TO BE DONE:
Extract the items from the line containing "point per instance: jersey" through the last line of the items, and repeat those lines verbatim.

Stored dataset items
§ §
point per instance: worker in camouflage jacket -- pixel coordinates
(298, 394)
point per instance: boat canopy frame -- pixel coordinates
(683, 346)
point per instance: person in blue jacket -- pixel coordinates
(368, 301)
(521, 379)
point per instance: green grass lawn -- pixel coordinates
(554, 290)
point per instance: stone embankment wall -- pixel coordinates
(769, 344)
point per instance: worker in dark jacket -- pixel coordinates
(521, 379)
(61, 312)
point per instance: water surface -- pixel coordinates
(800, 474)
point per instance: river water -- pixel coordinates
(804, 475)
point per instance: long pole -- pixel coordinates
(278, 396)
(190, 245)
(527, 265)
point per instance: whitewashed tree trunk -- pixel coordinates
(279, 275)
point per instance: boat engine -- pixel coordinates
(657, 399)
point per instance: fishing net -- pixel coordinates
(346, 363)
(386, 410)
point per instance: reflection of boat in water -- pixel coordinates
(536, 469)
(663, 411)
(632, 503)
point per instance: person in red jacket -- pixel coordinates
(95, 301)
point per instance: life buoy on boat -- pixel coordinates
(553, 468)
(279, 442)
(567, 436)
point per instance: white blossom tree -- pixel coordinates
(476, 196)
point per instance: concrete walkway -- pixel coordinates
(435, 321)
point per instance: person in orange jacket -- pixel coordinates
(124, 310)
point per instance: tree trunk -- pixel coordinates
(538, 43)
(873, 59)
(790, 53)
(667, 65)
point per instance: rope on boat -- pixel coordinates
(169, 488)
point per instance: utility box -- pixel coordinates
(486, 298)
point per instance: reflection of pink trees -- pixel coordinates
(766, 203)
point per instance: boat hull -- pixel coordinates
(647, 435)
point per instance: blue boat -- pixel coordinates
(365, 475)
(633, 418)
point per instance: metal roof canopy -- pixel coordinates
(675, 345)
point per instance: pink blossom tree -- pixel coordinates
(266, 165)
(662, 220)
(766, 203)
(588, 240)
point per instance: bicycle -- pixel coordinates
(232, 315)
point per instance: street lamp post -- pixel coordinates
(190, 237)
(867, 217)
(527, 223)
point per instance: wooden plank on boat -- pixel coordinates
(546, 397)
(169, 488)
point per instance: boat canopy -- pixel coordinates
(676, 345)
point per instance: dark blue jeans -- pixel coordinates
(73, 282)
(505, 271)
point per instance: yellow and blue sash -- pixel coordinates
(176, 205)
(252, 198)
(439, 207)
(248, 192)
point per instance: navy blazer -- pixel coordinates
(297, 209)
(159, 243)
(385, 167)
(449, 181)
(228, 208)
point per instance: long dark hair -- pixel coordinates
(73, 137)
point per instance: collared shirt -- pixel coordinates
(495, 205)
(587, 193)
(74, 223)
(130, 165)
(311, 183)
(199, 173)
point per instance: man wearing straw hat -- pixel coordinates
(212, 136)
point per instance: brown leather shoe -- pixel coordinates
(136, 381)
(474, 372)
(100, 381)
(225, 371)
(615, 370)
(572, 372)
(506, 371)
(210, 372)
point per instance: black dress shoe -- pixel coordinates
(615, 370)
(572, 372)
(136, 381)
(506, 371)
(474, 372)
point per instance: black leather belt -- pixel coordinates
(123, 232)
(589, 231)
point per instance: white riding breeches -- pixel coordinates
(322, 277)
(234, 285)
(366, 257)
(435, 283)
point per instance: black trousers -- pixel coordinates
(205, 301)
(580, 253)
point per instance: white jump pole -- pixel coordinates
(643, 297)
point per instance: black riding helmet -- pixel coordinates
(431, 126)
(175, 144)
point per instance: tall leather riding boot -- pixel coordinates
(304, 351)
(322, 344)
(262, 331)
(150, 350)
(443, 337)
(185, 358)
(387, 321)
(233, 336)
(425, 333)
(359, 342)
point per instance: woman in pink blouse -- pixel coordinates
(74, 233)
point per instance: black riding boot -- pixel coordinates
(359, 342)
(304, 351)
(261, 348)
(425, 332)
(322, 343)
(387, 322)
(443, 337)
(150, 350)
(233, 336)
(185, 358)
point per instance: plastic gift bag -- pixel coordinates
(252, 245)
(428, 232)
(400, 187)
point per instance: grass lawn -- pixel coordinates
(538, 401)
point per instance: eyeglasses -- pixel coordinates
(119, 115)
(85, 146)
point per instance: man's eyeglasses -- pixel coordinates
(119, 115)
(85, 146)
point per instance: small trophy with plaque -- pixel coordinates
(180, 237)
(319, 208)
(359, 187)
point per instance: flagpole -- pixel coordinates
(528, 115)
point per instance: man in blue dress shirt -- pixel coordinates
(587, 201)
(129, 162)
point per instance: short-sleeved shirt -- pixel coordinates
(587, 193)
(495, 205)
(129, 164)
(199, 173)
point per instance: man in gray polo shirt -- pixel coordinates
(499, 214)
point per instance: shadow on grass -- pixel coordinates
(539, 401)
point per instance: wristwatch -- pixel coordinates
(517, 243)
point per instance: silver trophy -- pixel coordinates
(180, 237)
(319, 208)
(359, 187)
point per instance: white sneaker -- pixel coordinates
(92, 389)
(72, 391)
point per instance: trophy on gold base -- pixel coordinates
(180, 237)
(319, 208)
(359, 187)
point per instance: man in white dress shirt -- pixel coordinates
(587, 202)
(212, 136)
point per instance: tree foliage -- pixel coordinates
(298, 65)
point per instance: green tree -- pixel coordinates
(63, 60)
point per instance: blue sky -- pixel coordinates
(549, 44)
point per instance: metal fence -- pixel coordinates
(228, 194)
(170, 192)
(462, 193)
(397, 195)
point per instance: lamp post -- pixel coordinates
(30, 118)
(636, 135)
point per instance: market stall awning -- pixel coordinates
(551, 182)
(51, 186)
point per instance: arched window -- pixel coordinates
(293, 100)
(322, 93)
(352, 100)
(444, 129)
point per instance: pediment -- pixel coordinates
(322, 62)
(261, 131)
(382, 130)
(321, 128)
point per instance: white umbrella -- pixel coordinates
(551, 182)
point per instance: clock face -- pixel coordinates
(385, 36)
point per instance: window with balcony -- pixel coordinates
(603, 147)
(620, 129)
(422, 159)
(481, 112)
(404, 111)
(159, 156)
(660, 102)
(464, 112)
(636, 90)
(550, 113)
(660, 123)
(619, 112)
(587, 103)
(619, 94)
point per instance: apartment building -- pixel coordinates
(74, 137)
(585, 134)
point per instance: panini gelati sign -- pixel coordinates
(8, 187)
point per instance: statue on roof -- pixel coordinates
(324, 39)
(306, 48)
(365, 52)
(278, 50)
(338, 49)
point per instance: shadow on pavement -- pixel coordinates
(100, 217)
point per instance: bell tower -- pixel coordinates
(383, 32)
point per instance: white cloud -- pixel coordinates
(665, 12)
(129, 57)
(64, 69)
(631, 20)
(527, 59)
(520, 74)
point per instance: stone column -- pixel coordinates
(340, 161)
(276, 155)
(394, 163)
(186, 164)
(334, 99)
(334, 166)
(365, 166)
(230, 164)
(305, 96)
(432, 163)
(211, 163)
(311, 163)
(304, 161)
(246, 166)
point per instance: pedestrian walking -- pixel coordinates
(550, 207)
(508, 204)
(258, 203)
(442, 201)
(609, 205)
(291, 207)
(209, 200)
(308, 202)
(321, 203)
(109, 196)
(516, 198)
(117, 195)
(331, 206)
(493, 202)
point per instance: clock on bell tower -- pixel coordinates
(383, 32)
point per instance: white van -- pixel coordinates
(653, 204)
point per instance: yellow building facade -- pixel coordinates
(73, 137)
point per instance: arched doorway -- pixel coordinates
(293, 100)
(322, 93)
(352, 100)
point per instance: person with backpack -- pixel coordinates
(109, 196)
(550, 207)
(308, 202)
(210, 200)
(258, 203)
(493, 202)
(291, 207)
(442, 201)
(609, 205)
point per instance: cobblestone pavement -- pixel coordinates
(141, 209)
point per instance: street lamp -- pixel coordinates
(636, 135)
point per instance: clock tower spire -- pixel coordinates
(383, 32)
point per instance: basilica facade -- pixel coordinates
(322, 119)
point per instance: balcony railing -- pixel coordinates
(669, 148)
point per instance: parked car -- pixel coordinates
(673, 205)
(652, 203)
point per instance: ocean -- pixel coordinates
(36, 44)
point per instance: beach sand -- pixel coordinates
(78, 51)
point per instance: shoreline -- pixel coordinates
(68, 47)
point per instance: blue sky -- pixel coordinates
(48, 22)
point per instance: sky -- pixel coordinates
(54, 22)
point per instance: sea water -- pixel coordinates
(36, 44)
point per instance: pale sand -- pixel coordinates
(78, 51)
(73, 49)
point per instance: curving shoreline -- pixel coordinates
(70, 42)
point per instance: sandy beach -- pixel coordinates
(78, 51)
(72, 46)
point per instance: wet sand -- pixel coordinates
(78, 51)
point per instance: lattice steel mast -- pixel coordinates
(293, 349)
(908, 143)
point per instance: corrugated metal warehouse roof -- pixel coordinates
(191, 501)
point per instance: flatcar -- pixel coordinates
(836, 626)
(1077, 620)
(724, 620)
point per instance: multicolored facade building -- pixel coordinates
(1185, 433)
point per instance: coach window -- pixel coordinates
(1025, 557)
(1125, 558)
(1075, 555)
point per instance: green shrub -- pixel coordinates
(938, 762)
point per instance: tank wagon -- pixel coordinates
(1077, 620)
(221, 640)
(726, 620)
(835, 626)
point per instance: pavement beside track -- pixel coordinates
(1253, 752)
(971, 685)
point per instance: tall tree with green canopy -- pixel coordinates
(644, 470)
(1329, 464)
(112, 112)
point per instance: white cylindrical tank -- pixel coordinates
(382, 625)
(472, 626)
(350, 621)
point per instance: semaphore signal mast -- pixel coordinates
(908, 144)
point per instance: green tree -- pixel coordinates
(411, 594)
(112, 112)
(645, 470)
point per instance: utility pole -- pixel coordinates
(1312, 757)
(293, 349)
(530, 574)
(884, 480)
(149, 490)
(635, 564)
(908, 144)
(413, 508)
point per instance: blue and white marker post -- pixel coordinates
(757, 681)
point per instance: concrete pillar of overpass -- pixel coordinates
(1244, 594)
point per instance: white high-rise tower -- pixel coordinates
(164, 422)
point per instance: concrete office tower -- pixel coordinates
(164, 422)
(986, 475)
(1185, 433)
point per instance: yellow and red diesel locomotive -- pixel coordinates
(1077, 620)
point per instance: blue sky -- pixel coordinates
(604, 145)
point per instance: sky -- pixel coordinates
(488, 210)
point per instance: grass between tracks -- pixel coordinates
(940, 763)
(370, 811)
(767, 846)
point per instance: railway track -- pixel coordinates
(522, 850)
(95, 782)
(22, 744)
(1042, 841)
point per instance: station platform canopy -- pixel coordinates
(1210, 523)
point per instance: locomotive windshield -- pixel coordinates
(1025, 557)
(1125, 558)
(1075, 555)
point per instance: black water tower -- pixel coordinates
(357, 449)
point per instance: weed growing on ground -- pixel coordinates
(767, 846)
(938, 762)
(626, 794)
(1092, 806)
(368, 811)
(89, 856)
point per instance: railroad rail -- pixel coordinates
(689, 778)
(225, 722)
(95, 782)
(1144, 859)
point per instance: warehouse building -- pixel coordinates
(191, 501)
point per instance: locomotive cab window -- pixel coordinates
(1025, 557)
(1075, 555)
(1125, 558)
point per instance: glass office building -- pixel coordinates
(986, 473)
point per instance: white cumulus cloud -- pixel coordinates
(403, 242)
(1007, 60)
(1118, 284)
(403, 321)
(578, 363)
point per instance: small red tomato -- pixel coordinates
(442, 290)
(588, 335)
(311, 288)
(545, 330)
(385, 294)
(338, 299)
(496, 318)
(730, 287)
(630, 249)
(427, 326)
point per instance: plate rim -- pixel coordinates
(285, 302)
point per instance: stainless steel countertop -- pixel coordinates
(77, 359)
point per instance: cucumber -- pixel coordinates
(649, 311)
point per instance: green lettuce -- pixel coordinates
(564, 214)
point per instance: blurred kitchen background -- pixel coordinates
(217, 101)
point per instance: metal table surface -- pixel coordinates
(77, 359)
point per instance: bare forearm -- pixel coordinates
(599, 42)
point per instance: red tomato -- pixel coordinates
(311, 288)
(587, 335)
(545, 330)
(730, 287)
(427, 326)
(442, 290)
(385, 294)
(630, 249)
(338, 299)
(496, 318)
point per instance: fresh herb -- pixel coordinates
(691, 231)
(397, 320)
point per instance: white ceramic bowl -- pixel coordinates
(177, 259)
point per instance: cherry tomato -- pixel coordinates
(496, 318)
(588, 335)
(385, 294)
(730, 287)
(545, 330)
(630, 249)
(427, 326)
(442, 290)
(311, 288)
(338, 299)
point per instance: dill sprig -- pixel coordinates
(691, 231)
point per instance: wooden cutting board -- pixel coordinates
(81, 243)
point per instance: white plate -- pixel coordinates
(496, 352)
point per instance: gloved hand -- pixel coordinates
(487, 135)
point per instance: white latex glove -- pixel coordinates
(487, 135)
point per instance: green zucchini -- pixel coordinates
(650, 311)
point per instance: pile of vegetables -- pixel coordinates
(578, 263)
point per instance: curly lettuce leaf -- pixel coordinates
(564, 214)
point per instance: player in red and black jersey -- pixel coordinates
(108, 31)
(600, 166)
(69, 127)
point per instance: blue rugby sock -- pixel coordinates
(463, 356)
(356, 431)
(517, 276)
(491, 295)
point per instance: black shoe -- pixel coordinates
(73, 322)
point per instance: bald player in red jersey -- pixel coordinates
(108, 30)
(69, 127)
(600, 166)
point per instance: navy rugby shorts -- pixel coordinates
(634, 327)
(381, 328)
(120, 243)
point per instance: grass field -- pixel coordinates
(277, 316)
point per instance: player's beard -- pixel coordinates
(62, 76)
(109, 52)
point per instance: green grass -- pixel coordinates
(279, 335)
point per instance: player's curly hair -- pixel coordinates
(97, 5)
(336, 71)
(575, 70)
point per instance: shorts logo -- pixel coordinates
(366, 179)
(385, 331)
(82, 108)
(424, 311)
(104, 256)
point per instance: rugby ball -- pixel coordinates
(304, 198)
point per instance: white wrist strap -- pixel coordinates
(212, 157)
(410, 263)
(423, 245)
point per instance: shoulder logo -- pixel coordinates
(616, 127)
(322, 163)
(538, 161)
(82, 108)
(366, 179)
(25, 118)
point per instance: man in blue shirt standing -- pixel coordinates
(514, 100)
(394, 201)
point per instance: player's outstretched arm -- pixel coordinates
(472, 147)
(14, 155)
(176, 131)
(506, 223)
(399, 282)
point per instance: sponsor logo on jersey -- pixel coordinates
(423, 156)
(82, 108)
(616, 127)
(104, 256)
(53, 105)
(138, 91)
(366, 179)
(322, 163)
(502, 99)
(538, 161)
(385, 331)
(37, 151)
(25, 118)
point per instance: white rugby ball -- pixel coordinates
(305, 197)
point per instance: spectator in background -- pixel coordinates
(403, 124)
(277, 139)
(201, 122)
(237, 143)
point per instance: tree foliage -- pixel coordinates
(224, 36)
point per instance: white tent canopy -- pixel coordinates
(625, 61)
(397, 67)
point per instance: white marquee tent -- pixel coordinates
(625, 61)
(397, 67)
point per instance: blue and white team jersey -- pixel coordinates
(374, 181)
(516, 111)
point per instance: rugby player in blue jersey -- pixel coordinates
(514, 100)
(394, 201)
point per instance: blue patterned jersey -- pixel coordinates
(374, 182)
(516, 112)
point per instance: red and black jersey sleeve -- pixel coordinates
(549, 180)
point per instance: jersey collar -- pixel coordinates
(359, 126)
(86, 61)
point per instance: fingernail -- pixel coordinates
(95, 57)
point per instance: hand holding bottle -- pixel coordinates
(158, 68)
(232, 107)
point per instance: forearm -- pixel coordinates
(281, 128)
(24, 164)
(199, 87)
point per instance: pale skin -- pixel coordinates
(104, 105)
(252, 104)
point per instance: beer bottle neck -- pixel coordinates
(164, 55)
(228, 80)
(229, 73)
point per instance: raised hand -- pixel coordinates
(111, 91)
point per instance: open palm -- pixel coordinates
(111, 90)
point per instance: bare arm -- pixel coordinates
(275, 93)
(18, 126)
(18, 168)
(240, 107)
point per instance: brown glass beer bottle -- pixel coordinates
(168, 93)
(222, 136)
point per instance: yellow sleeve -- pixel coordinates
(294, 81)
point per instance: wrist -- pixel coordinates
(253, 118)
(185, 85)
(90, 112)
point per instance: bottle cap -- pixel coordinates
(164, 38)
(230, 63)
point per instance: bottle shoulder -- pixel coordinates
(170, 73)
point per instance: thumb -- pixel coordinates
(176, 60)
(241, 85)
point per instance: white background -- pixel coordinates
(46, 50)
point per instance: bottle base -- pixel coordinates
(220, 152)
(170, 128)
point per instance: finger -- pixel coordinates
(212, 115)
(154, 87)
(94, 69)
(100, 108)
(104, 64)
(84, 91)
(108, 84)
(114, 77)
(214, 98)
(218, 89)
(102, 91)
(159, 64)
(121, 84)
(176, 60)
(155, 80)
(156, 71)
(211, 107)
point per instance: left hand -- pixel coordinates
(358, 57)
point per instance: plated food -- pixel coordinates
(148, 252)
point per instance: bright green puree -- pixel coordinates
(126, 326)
§ §
WRITTEN SOLUTION:
point per instance: jersey collar -- pixel coordinates
(359, 126)
(86, 61)
point per instance: fingernail -- pixel coordinates
(95, 57)
point per instance: hand holding bottle -- pixel coordinates
(158, 68)
(232, 107)
point per instance: forearm -- pixel coordinates
(281, 128)
(24, 164)
(199, 87)
point per instance: pale skin -- pixel coordinates
(104, 105)
(252, 104)
point per instance: beer bottle neck -- pixel coordinates
(164, 55)
(228, 80)
(229, 73)
point per instance: raised hand -- pixel coordinates
(111, 91)
point per instance: open palm -- pixel coordinates
(111, 90)
point per instance: bare arm -- pixel coordinates
(275, 93)
(18, 126)
(18, 168)
(240, 107)
point per instance: brown glass beer bottle -- pixel coordinates
(168, 93)
(222, 136)
point per instance: yellow sleeve -- pixel coordinates
(294, 81)
point per instance: wrist -- pixel coordinates
(253, 118)
(185, 85)
(90, 112)
point per instance: bottle cap -- pixel coordinates
(164, 38)
(230, 63)
point per instance: bottle shoulder -- pixel coordinates
(170, 73)
point per instance: thumb -- pixel coordinates
(176, 60)
(241, 85)
point per instance: white background -- pixel coordinates
(46, 50)
point per instance: bottle base -- pixel coordinates
(220, 152)
(170, 128)
point per instance: finger -- pixel coordinates
(212, 115)
(154, 87)
(94, 69)
(100, 108)
(104, 64)
(84, 91)
(108, 84)
(114, 77)
(214, 98)
(218, 89)
(102, 91)
(159, 64)
(121, 84)
(176, 60)
(155, 80)
(156, 71)
(211, 107)
point per instance: left hand -- pixel coordinates
(358, 57)
point per instance: plated food -- pixel coordinates
(148, 252)
point per instance: bright green puree -- pixel coordinates
(126, 326)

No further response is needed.